Entries for bounding box labeling:
+--

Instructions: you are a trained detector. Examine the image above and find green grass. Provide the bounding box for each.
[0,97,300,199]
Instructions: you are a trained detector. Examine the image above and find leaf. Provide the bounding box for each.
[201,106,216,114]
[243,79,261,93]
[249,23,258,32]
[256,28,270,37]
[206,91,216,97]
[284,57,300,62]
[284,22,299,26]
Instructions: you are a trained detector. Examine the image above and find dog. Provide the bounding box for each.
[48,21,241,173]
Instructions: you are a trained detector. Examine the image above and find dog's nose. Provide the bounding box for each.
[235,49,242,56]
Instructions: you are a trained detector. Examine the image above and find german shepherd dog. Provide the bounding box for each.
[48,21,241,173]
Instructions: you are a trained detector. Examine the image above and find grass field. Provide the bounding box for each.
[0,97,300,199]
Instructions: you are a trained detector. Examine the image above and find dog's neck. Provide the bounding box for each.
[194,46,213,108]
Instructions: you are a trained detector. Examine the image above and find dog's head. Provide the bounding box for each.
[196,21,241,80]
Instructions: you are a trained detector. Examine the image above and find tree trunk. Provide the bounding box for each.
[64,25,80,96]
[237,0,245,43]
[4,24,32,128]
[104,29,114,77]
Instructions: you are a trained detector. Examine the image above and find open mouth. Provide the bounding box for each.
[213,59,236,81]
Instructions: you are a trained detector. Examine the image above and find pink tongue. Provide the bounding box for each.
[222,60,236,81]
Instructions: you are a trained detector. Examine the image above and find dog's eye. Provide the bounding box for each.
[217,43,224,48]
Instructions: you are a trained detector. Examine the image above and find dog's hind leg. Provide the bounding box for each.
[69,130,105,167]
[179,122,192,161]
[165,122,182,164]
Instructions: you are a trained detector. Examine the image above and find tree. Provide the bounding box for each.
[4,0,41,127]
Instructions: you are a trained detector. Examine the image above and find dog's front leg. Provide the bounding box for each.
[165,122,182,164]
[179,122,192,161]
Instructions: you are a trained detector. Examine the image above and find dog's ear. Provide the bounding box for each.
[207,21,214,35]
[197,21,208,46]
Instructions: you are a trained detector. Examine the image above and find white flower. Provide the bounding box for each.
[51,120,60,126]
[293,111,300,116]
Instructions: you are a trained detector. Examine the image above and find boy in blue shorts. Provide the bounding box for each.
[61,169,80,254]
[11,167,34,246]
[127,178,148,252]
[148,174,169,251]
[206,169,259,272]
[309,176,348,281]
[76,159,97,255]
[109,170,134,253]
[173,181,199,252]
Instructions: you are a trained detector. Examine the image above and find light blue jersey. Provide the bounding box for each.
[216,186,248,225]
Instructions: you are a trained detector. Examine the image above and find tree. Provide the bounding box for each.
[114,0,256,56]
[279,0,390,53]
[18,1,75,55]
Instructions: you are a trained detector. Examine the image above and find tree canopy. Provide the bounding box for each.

+--

EXERCISE AIM →
Can you write out all of the material again with "trained detector" switched to "careful annotator" everywhere it occurs, keeping every other word and line as it is?

TASK OUTPUT →
Instructions: you are a careful annotator. Examine the image above and find green grass. Provide the bounding box for each.
[0,97,300,199]
Instructions: you are a careful annotator. Examine the image above and find leaf. Provide the bounding box for each.
[201,106,216,114]
[243,79,261,93]
[249,23,258,32]
[256,28,270,37]
[206,91,216,97]
[284,57,300,62]
[284,22,299,26]
Instructions: you are a careful annotator. Examine the image above and find dog. Provide the bounding box for each.
[48,21,241,173]
Instructions: you are a careful annotator. Examine the image above and find dog's nose. Provide the bounding box for each.
[235,49,242,56]
Instructions: you are a careful annotator. Examine the image above and find german shepherd dog. Provide the bounding box for each.
[48,21,241,173]
Instructions: you are a careful annotator. Examine the image above and find grass field. Provide the bounding box for each.
[0,97,300,199]
Instructions: you are a careful annotator. Examine the image above and find dog's neck. Provide the bounding box for each.
[194,46,213,108]
Instructions: you are a careful annotator. Examine the image above and find dog's head. Provide the bounding box for each.
[196,21,241,80]
Instructions: you are a careful annotator. Examine the image above and find tree trunk. Provide the bounding box for each.
[64,25,80,96]
[237,0,245,43]
[4,24,32,128]
[104,29,114,77]
Instructions: you are a careful annotator. Examine the image above and find open mouth. Provide the bounding box for each.
[213,59,236,81]
Instructions: you are a careful annotator. Examine the image above and find pink tongue. Provide the bounding box for each.
[222,60,236,81]
Instructions: you are a careful annotator. Examine the image above and find dog's eye. Provide the bounding box for each.
[217,43,224,48]
Instructions: you are a careful annotator. Examine the image above and find dog's hind leg. Provide the bounding box for each.
[69,130,105,167]
[179,122,192,161]
[165,122,182,164]
Instructions: you are a careful annotator. Examine the image above and find tree. Provide the bounding box for each.
[4,0,41,127]
Instructions: you are a careful annotator. Examine the image above and find dog's front leg. Provide the bounding box for each.
[165,122,182,164]
[179,122,192,161]
Instructions: you are a careful annotator. Examine the image above and find dog's ear. Provide the bounding box for each.
[207,21,214,35]
[197,21,208,46]
Instructions: you are a careful annotator. Examine the image above and find white flower. Provide the bounding box for each.
[51,120,60,126]
[293,111,300,116]
Instructions: you are a careful annotator. Examine the image above and find boy in blue shorts. Provide the bounding box for each.
[61,169,80,254]
[11,167,34,246]
[127,178,148,252]
[148,174,169,251]
[206,169,259,272]
[309,176,348,281]
[76,159,97,255]
[109,170,134,253]
[173,181,199,252]
Instructions: you are a careful annotator. Examine the image above and find light blue jersey. Provide the bounding box for each.
[216,186,248,225]
Instructions: you are a careful annotator. Examine the image above and find tree. Provide the bounding box for each.
[114,0,256,56]
[279,0,390,53]
[18,1,75,55]
Instructions: you are a careful annotator. Examine the image above and find tree canopy. Provide the bounding box for each.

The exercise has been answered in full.